─── DATA ───

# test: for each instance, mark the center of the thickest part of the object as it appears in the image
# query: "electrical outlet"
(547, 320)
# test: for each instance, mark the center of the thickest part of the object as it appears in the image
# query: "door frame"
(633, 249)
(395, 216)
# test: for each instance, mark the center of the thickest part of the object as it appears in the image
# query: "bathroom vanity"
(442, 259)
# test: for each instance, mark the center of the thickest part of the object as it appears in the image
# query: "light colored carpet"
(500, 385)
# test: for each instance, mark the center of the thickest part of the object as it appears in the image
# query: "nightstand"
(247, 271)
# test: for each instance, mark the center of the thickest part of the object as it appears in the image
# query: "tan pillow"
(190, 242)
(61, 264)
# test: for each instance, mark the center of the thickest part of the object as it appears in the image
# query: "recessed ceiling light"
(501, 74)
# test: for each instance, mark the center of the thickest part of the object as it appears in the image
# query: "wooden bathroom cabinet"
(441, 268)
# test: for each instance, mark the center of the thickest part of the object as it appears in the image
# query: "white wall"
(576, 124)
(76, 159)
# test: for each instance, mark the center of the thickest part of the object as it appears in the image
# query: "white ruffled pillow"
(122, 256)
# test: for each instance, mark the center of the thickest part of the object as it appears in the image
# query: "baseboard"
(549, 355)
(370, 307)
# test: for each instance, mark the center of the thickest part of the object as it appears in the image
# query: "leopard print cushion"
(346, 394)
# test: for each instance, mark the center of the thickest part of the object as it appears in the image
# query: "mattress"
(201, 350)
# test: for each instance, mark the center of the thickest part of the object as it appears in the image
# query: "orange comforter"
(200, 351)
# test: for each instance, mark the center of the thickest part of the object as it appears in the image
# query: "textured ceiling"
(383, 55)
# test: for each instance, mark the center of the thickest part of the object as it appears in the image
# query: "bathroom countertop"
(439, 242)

───

• **THE PROBLEM**
Output all preceding records character for character.

• **RESULT OF THIS EXERCISE**
# test: for each instance, mark the center of the thickest part of the object as it appears in the image
# query: "electrical outlet"
(547, 320)
# test: for each instance, mark the center of the thickest part of the object as it appears in the image
# query: "door frame"
(633, 249)
(395, 216)
# test: for each instance, mark the center of the thickest part of the object as it appears in the image
# query: "bathroom vanity"
(442, 259)
# test: for each instance, mark the center of the thickest part of the object as it appears in the image
# query: "light colored carpet"
(500, 385)
# test: for each instance, mark the center of the thickest part of the object as it appears in the image
# query: "nightstand"
(247, 271)
# test: for each instance, mark the center of the thickest part of the object as it appears in the image
# query: "tan pillow"
(190, 242)
(61, 264)
# test: for each instance, mark the center of the thickest part of the object as it appears in the image
# query: "recessed ceiling light"
(501, 74)
# test: for each instance, mark the center of the thickest part of the object as it appears in the image
# query: "wooden bathroom cabinet"
(441, 268)
# test: for each instance, mark the center of the thickest part of the object as it appears in the image
# query: "white wall"
(576, 124)
(76, 159)
# test: for each instance, mark the center of the thickest part of the object as it appears in the image
# query: "white ruffled pillow"
(122, 256)
# test: for each instance, mark the center of the thickest part of the object as it appears in the image
# query: "baseboard"
(549, 355)
(370, 307)
# test: for each instance, mark the center of the thickest part of the object as it appears in the image
# query: "leopard print cushion"
(346, 394)
# test: for each instance, mark the center of the thickest part of the object as it appears in the image
# query: "mattress"
(201, 350)
# test: for each instance, mark the center of the thickest part of the object as it appears in the image
# query: "orange comforter"
(200, 351)
# test: for each instance, mark the center of the thickest part of the object as it appears in the image
# query: "textured ceiling"
(383, 55)
# test: for each instance, mark the center of the thickest part of the object as it appears in the image
# query: "bathroom countertop"
(439, 242)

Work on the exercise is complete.